--- BEGIN Information provided ---
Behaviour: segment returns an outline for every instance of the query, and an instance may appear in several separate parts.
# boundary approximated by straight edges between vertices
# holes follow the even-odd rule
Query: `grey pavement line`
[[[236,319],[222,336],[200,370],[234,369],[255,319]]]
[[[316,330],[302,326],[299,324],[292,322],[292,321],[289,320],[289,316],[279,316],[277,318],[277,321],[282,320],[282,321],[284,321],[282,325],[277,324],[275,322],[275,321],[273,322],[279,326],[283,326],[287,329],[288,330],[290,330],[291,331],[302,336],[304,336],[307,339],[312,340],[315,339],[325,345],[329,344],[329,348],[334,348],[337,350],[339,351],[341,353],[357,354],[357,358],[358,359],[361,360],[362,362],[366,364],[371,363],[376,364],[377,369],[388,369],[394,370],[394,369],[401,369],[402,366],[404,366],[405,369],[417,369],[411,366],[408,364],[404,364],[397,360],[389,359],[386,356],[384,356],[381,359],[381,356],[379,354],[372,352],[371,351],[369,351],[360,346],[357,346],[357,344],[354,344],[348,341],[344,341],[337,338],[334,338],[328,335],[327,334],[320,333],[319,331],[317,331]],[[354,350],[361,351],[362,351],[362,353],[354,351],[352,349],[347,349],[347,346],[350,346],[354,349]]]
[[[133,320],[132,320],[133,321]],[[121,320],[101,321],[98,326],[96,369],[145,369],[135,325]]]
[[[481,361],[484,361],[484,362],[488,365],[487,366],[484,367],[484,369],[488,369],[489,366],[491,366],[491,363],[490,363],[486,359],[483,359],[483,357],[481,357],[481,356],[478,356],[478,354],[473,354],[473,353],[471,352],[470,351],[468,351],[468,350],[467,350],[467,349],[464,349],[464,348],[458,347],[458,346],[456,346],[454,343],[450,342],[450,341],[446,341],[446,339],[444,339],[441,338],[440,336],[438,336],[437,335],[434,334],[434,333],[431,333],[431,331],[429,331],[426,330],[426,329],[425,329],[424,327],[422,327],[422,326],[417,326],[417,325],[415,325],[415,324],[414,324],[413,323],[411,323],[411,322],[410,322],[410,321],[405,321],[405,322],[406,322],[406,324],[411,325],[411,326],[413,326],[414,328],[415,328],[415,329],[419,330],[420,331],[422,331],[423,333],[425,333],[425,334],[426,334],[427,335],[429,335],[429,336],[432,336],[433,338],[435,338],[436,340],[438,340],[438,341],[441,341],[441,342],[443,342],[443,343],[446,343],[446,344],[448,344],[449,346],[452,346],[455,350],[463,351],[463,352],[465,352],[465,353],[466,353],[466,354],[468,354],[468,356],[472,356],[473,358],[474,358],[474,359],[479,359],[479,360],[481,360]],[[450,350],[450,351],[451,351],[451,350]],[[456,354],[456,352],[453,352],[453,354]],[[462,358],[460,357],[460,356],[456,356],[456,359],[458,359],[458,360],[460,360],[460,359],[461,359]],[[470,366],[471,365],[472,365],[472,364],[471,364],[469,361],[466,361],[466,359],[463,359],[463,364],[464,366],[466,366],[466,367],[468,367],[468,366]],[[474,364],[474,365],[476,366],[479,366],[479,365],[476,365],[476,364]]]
--- END Information provided ---
What is expected: Copy out every line of the items above word for word, with nothing changed.

Task output:
Behaviour: segment returns an outline for every instance of the query, and an instance may appear in several separate parts.
# boundary approximated by straight edges between vertices
# holes follow the even-odd rule
Query: `grey pavement line`
[[[236,319],[222,336],[200,370],[234,369],[255,319]]]
[[[316,330],[302,326],[299,324],[292,322],[292,321],[289,320],[289,316],[279,316],[277,318],[277,321],[282,320],[282,321],[284,321],[282,325],[277,324],[275,322],[275,321],[273,322],[279,326],[283,326],[287,329],[288,330],[290,330],[291,331],[302,336],[304,336],[307,339],[312,340],[315,339],[325,345],[329,344],[329,348],[334,348],[337,350],[339,351],[341,353],[357,354],[357,358],[358,359],[361,360],[362,362],[366,364],[371,363],[376,364],[377,369],[388,369],[394,370],[394,369],[401,369],[402,366],[404,366],[405,369],[417,369],[411,366],[408,364],[404,364],[397,360],[389,359],[386,356],[384,356],[381,359],[381,356],[379,354],[372,352],[371,351],[369,351],[360,346],[357,346],[357,344],[354,344],[348,341],[344,341],[337,338],[334,338],[328,335],[327,334],[320,333],[319,331],[317,331]],[[354,350],[361,351],[362,351],[362,353],[354,351],[352,349],[347,349],[347,346],[350,346],[354,349]]]
[[[133,320],[132,320],[133,321]],[[121,320],[101,321],[98,326],[96,369],[145,369],[135,325]]]
[[[481,361],[484,361],[484,362],[488,365],[487,366],[484,367],[484,369],[488,369],[489,366],[491,366],[491,363],[490,363],[486,359],[483,359],[483,357],[481,357],[481,356],[478,356],[478,354],[473,354],[473,353],[471,352],[470,351],[468,351],[468,350],[467,350],[467,349],[464,349],[464,348],[458,347],[458,346],[456,346],[454,343],[450,342],[450,341],[446,341],[446,339],[444,339],[441,338],[440,336],[438,336],[437,335],[434,334],[434,333],[431,333],[431,331],[429,331],[426,330],[426,329],[425,329],[424,327],[422,327],[422,326],[417,326],[417,325],[415,325],[415,324],[414,324],[413,323],[411,323],[411,322],[410,322],[410,321],[405,321],[405,322],[406,322],[406,324],[411,325],[411,326],[413,326],[414,328],[415,328],[415,329],[419,330],[420,331],[422,331],[423,333],[425,333],[425,334],[426,334],[427,335],[429,335],[429,336],[432,336],[433,338],[435,338],[436,340],[438,340],[438,341],[441,341],[441,342],[443,342],[443,343],[446,343],[446,344],[448,344],[449,346],[452,346],[455,350],[463,351],[463,352],[465,352],[465,353],[466,353],[466,354],[468,354],[468,356],[472,356],[473,358],[474,358],[474,359],[479,359],[479,360],[481,360]],[[450,350],[450,351],[451,351],[451,350]],[[456,354],[456,352],[453,352],[453,354]],[[462,358],[460,357],[460,356],[456,356],[456,359],[458,359],[458,360],[460,360],[460,359],[461,359]],[[470,366],[471,365],[472,365],[472,364],[471,364],[469,361],[466,361],[466,359],[463,359],[463,364],[464,366],[466,366],[466,367],[468,367],[468,366]],[[474,364],[474,365],[476,366],[479,366],[479,365],[476,365],[476,364]]]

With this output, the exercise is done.